Short task = Rename "Pin" to "Mark" in everything from the line containing "Pin the flying hawk" down to the end of the entries, and reproduce those lines with nothing else changed.

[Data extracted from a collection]
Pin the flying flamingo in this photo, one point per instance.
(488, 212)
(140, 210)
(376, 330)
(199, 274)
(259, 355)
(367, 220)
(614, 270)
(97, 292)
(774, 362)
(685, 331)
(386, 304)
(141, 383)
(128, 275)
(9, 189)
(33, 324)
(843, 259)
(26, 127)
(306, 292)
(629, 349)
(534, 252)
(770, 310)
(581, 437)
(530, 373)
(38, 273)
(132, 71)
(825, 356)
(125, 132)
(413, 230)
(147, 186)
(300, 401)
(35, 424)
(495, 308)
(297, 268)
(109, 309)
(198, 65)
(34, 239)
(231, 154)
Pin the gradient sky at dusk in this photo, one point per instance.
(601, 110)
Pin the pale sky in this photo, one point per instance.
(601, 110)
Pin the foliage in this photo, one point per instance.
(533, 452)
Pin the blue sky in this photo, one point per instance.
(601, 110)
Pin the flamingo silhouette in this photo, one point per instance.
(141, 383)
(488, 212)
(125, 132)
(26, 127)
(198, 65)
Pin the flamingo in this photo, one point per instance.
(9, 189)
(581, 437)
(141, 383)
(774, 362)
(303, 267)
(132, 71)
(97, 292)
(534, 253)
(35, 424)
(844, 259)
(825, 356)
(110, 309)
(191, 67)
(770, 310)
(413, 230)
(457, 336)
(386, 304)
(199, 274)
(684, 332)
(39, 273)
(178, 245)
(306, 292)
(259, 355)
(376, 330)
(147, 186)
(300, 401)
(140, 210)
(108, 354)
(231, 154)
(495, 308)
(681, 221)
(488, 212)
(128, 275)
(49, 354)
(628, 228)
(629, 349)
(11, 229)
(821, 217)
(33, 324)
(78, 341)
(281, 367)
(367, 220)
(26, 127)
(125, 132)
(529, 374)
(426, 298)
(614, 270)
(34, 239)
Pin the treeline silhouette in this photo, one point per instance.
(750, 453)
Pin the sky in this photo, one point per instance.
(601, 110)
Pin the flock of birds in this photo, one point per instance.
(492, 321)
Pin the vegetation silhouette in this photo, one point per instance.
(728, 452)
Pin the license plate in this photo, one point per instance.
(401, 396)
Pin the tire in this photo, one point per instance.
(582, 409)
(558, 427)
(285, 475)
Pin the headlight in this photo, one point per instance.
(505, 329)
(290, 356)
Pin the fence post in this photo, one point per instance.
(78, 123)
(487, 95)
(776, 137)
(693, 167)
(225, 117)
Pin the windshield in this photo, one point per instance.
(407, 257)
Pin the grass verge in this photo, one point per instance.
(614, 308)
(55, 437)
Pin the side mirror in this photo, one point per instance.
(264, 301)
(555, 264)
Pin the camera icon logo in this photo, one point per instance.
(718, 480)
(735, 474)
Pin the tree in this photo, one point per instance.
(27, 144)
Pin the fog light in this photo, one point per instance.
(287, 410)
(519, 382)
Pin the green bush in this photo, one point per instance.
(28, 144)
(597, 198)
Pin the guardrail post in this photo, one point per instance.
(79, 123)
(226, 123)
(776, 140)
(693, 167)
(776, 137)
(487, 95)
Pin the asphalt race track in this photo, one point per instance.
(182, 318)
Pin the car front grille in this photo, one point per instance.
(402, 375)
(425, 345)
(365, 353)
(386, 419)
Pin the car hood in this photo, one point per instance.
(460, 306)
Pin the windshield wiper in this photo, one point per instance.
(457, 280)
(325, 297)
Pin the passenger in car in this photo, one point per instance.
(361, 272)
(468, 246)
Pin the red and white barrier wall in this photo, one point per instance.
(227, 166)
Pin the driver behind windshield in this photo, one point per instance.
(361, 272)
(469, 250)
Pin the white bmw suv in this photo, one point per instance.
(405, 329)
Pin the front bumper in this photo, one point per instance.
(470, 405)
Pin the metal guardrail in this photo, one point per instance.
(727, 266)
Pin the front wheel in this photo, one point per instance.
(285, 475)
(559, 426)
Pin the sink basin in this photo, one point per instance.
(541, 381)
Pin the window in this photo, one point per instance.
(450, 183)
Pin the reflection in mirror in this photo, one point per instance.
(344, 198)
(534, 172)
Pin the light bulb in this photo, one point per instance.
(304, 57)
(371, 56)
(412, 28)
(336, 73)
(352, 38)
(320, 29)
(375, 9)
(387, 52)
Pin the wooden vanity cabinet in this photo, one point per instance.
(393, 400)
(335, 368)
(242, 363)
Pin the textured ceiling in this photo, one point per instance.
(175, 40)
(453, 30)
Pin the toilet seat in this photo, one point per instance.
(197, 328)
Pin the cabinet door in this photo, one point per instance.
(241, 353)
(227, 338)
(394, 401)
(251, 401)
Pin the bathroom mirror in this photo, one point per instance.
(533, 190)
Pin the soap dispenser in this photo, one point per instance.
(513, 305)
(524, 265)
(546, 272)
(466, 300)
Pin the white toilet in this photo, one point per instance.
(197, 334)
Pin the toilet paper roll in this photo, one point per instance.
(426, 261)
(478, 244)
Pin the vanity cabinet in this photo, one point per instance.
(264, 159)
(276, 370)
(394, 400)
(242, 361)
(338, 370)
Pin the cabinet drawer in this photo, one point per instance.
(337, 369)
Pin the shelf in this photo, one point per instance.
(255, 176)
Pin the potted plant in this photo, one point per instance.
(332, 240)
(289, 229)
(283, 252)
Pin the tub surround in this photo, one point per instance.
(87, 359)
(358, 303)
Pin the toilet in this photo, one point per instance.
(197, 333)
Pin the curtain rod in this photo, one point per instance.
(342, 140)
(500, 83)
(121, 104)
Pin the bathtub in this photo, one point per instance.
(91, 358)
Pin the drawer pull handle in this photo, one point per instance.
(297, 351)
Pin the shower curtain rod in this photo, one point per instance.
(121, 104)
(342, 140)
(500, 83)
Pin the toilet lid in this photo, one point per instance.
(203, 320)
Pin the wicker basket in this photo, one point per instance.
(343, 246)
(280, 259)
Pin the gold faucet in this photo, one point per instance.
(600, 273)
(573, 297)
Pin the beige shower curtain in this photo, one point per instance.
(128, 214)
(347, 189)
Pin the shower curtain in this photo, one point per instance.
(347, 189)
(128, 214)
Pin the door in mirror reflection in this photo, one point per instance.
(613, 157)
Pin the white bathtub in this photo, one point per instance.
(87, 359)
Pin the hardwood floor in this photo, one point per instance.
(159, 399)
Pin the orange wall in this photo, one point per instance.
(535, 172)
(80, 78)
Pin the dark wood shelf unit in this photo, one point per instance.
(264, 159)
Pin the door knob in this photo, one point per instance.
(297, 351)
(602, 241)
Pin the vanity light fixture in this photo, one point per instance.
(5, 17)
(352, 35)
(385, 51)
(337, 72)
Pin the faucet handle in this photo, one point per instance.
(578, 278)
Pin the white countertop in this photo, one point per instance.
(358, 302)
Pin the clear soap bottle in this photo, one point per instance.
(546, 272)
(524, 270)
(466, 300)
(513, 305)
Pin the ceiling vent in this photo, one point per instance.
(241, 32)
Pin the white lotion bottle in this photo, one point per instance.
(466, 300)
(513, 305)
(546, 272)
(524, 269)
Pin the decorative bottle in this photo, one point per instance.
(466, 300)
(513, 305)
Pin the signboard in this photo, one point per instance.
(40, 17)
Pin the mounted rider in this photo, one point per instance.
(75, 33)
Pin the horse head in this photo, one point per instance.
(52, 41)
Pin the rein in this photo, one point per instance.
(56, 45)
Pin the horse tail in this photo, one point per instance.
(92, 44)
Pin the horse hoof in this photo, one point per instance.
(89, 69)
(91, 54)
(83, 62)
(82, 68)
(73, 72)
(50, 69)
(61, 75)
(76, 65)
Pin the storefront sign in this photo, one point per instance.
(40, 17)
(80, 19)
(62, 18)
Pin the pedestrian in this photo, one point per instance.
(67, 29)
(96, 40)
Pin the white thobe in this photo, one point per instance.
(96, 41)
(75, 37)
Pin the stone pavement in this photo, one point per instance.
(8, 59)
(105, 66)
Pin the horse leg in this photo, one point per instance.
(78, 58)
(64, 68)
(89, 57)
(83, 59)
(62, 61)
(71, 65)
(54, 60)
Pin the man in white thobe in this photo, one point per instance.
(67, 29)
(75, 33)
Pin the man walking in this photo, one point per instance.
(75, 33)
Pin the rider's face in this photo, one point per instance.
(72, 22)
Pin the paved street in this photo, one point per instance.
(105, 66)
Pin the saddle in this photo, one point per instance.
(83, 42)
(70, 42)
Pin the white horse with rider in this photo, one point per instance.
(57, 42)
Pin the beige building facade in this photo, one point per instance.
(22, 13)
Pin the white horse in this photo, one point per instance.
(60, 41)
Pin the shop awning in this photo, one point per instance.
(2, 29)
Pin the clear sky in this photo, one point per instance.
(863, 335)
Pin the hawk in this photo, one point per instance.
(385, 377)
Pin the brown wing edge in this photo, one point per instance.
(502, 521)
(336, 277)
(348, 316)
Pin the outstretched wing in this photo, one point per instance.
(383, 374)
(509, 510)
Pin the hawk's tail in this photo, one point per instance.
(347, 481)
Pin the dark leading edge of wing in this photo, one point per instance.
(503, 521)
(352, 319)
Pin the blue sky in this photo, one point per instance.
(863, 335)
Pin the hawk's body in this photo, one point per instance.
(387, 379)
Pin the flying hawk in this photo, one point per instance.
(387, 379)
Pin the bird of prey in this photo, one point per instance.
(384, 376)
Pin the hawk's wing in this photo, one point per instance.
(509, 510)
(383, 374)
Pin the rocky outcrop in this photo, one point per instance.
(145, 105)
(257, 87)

Correct answer =
Mark the flying hawk in this photo, one point per instance.
(387, 379)
Mark the bird of prey in this photo, one point per instance.
(384, 376)
Mark the hawk's wing in this photo, one point per instance.
(509, 510)
(383, 374)
Mark the rocky outcrop in this photo, one point per instance.
(145, 105)
(257, 87)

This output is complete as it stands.